The Hidden Boot Code of the Xbox
This article has been retrieved from [1]. We might have a similar article. MCPX ROM
or "How to fit three bugs in 512 bytes of security code"
Note: This article is partially incomplete. It is superseded by the more detailed article 17 Mistakes Microsoft Made in the Xbox Security System
In order to lock out both copied games as well as homebrew software, including the GNU/Linux operating system, Microsoft built a chain of trust on the Xbox reaching from the hardware to the execution of game code, in order to avoid the infiltration of code that has not been authorized by Microsoft. The link between hardware and software in this chain of trust is the hidden "MCPX" boot ROM. The principles, the implementations and the security vulnerabilities of this 512 bytes ROM will be discussed in this article.
Chain_Of_Trust.png
Image:Chain Of Trust.png
In short: The memory limitations in the hidden ROM made the system vulnerable in principle. A terribly wrong design and three bugs in the implementation opened three independent backdoors.
Contents
Why a Hidden ROM is Needed
The Xbox is an IBM PC, i.e. it has an x86 CPU. When the machine is turned on, it starts execution 16 bytes from the top of its address space, at the address FFFF_FFF0 (F000:FFF0 in 8086 segment:offset notation). On an IBM PC, the upper 64 KB (or more) of the address space are occupied by the BIOS ROM, so the CPU starts execution in this ROM.
The Xbox, having an external (reprogrammable) 1 MB Flash ROM chip (models since 2003 have only 256 KB), would normally start running code there as well, since this megabyte is also mapped into the uppermost area of the address space. But this would make it too easy for someone who wants to either replace the ROM image with a self-written one or patch it to break the chain of trust ("modchips"). If the ROM image could be fully accessed, it would be easy to reverse-engineer the code; encryption and obfuscation would only slow down the hacking process a bit.
A common idea to make the code inaccessible is not to put it into an external chip, but integrate it into one of the other chips. Then there is no standard way to extract the data, and none to replace the chip with one with different contents. But this way, it is a lot more expensive, both the design of a chip that includes both ROM and additional logic, and updating the ROM in a new version of the Xbox if there is a flaw in the ROM.

To do:
1. Write out the stretch of the entries from the line containing "Wanted = one point per instance on the black face" through the line containing "x=496, y=214", reproducing each line verbatim and including both of those lines.
2. Extend the article on the Xbox's hidden boot ROM, picking up right after its final sentence.

[Records of labeled points]

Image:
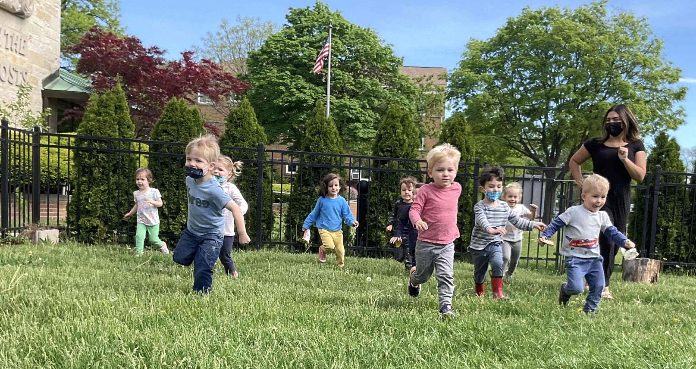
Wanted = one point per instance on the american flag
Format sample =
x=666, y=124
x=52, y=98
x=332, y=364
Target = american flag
x=319, y=63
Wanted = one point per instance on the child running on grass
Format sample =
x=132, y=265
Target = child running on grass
x=512, y=239
x=582, y=226
x=490, y=217
x=201, y=241
x=147, y=200
x=328, y=214
x=434, y=215
x=404, y=235
x=225, y=173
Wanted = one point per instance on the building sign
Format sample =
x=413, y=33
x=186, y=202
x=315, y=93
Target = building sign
x=17, y=44
x=21, y=8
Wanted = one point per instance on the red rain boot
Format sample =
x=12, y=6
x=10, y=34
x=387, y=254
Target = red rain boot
x=497, y=283
x=480, y=289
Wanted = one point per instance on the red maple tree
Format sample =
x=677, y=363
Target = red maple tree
x=148, y=79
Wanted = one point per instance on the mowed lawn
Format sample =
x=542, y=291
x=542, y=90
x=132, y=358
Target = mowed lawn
x=76, y=306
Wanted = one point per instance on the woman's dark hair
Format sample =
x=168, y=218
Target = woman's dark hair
x=324, y=184
x=490, y=173
x=627, y=117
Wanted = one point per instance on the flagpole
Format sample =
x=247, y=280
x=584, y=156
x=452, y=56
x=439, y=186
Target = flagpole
x=328, y=77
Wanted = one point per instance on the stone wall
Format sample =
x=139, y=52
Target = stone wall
x=29, y=46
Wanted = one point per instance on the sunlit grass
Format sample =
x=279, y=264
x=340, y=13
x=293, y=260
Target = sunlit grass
x=71, y=306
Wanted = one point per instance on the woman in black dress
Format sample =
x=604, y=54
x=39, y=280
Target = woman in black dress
x=620, y=157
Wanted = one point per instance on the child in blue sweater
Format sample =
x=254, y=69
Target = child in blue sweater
x=327, y=216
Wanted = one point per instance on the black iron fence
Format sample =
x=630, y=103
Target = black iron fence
x=38, y=182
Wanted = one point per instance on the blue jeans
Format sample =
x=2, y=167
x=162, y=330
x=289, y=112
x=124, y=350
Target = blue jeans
x=493, y=254
x=579, y=269
x=202, y=251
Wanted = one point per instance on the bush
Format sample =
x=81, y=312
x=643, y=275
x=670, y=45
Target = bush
x=397, y=137
x=177, y=125
x=242, y=130
x=104, y=167
x=57, y=166
x=321, y=137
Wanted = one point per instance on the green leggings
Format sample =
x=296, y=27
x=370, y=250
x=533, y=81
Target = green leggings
x=152, y=230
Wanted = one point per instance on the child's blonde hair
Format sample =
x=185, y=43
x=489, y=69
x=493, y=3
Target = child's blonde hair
x=234, y=167
x=147, y=172
x=514, y=186
x=206, y=146
x=595, y=182
x=443, y=151
x=409, y=181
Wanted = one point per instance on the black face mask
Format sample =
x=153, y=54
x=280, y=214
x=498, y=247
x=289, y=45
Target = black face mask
x=194, y=173
x=614, y=129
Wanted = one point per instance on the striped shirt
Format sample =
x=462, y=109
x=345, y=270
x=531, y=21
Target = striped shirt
x=496, y=214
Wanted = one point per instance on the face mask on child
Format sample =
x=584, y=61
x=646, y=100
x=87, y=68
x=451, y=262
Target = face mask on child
x=194, y=173
x=493, y=195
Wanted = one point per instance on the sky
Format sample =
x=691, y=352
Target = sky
x=429, y=33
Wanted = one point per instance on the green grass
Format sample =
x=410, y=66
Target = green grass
x=70, y=306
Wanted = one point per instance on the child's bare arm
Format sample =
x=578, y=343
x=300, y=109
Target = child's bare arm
x=532, y=211
x=239, y=223
x=132, y=211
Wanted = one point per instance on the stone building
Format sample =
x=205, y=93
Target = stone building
x=29, y=47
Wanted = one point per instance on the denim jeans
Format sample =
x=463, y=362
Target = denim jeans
x=493, y=254
x=579, y=269
x=202, y=251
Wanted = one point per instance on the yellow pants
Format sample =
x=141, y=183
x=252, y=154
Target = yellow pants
x=333, y=241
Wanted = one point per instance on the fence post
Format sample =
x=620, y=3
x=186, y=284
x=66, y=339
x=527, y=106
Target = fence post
x=260, y=157
x=653, y=219
x=5, y=179
x=36, y=176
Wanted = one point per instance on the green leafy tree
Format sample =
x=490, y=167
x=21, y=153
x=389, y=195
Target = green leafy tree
x=544, y=81
x=670, y=238
x=457, y=132
x=177, y=125
x=397, y=138
x=104, y=167
x=364, y=78
x=79, y=16
x=318, y=158
x=243, y=130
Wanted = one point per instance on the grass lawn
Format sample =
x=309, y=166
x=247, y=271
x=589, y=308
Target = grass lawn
x=70, y=306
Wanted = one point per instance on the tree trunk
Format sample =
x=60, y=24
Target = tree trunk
x=641, y=270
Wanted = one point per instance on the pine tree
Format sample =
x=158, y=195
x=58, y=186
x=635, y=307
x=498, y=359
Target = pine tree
x=397, y=138
x=320, y=141
x=104, y=168
x=670, y=238
x=243, y=130
x=457, y=132
x=177, y=125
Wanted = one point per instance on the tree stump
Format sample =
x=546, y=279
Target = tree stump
x=641, y=270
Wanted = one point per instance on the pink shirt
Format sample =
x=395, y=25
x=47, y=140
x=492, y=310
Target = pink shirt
x=437, y=206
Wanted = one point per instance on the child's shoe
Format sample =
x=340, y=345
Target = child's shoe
x=606, y=294
x=563, y=297
x=480, y=289
x=322, y=255
x=414, y=291
x=446, y=312
x=497, y=287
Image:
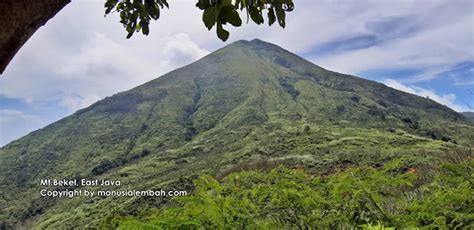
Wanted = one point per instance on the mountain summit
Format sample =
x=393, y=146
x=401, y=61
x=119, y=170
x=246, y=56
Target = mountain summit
x=248, y=100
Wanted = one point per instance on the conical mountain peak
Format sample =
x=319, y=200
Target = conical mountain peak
x=248, y=100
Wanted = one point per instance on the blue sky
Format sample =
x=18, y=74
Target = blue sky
x=422, y=47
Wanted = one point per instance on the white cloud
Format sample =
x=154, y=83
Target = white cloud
x=15, y=123
x=444, y=99
x=79, y=56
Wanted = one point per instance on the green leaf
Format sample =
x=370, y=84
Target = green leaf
x=280, y=15
x=231, y=15
x=256, y=14
x=145, y=28
x=221, y=32
x=271, y=16
x=209, y=17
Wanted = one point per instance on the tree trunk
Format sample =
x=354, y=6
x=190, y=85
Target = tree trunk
x=19, y=19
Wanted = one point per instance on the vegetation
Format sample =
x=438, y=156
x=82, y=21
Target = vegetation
x=135, y=15
x=405, y=192
x=215, y=117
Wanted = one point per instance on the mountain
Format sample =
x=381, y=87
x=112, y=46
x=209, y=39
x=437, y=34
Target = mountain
x=246, y=101
x=469, y=115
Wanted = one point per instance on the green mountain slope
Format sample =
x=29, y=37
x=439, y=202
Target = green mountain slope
x=469, y=115
x=243, y=102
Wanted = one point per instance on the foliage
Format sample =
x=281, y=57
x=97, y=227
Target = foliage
x=135, y=15
x=215, y=117
x=361, y=196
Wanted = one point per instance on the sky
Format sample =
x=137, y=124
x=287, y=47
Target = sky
x=423, y=47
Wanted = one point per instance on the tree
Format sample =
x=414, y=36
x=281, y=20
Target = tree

Final answers:
1.
Wanted = one point per instance on the black face mask
Format sample =
x=153, y=54
x=280, y=214
x=498, y=247
x=289, y=45
Target = black face mask
x=194, y=173
x=614, y=129
Wanted = one point per instance on the striped shirt
Format sample =
x=462, y=109
x=345, y=270
x=531, y=21
Target = striped shirt
x=496, y=214

2.
A good compromise is to store only a small amount of code in one of the other chips, and store the bulk of it in the external Flash chip. This small ROM can not be extracted easily, and it cannot be changed or replaced. The code in there just has to make sure that an attacker can neither understand nor successfully patch the bulk of the code he has access to, which is stored in Flash ROM.
Microsoft decided to go this way, and they stored 512 bytes of code in the Xbox' Southbridge, the MCPX (Media and Communications Processor for Xbox), which is manufactured by nVidia. This code is supposed to be mapped into the uppermost 512 bytes of the address space, overriding the Flash ROM at this position, so that the CPU starts execution there. It includes x86 code for a decryption function with a secret key that makes the CPU decipher (parts of the) "unsafe" code in the Flash ROM into RAM and run it. Without knowing the key, it is practically impossible to understand or even patch the encrypted code in Flash ROM.
The Code in the Hidden ROM
ROM in a multifunction IC is expensive, therefore it has to be small. Microsoft decided it to be only 512 bytes. Microsoft's implementation of the RC4 decryption algorithm fits well in about 150 bytes, so, at first inspection, this should be no problem.
The 512 Bytes problem
But it is. When the CPU starts up, we cannot simply start decrypting data from flash ROM into RAM. We have to
- initialize the CPU (32 bit mode, caching, segmenting)
- initialize the chipset and RAM so that the machine is in a stable state
While the CPU initialization can be done in less than 150 bytes, the initialization of the chipset and RAM, if done completely, will require more than 1000 bytes of assembly code. Even at a minimum, Microsoft probably did not see a way to fit all this into these 512 bytes.
Therefore it was decided to store some initialization tables in Flash ROM. The Southbridge was modified to read these tables even before the CPU starts running, and to pass these values to the Northbridge and Southbridge components. These tables are fetched from the very beginning of Flash ROM (FFF0_0000) and are 52 bytes long.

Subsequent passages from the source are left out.